The "[find] the train door -- drop" line through the end of the listing below is what to set down, word for word, and nothing else.

--------

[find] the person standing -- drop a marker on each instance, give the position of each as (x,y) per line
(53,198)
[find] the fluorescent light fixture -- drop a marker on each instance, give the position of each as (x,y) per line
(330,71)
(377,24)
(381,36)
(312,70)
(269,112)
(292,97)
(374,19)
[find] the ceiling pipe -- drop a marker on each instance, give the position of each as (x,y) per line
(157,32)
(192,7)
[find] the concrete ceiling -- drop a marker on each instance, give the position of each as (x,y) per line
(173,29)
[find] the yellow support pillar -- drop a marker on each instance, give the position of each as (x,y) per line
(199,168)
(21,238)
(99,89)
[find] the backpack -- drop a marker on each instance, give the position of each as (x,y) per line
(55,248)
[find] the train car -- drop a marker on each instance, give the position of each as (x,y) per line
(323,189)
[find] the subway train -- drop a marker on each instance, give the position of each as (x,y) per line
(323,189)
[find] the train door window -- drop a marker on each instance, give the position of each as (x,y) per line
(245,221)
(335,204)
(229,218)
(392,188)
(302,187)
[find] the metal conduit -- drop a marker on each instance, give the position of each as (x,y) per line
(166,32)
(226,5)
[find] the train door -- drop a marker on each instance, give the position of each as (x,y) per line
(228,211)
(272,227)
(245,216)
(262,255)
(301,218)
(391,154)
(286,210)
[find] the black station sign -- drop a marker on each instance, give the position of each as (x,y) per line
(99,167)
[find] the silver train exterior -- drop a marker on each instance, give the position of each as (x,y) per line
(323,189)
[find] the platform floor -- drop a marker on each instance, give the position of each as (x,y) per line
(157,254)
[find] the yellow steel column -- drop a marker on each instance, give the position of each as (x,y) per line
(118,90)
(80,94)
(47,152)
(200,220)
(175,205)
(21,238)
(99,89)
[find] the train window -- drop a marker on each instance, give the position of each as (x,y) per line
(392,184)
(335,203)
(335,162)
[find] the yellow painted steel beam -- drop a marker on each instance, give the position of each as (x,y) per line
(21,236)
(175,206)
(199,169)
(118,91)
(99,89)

--------

**Output for this exercise:**
[find] the train door -- drop a marker on each instance, give the position of each as (x,y) per line
(228,211)
(272,227)
(245,216)
(262,255)
(301,218)
(391,154)
(286,210)
[find] the black station sign -- drop a marker on each instance, give the position of each as (x,y) per line
(99,167)
[find] the silver train exterior -- drop a marker on each instance, give the position of each as (x,y) per line
(323,189)
[find] the platform floor -- drop a marker on each instance, give the position of each as (x,y) per line
(157,254)
[find] the yellow steel column -- drop a marker on each instance, give the position of each as (x,y) per line
(118,90)
(80,94)
(47,152)
(200,220)
(175,205)
(21,238)
(99,89)
[find] the train window -- drop a marker on each instance, give the position of each as (x,y) per line
(392,184)
(335,203)
(335,162)
[find] the yellow painted steel beam -- drop a marker on each instance, give the position of each as (x,y) per line
(21,236)
(175,206)
(199,169)
(118,91)
(99,89)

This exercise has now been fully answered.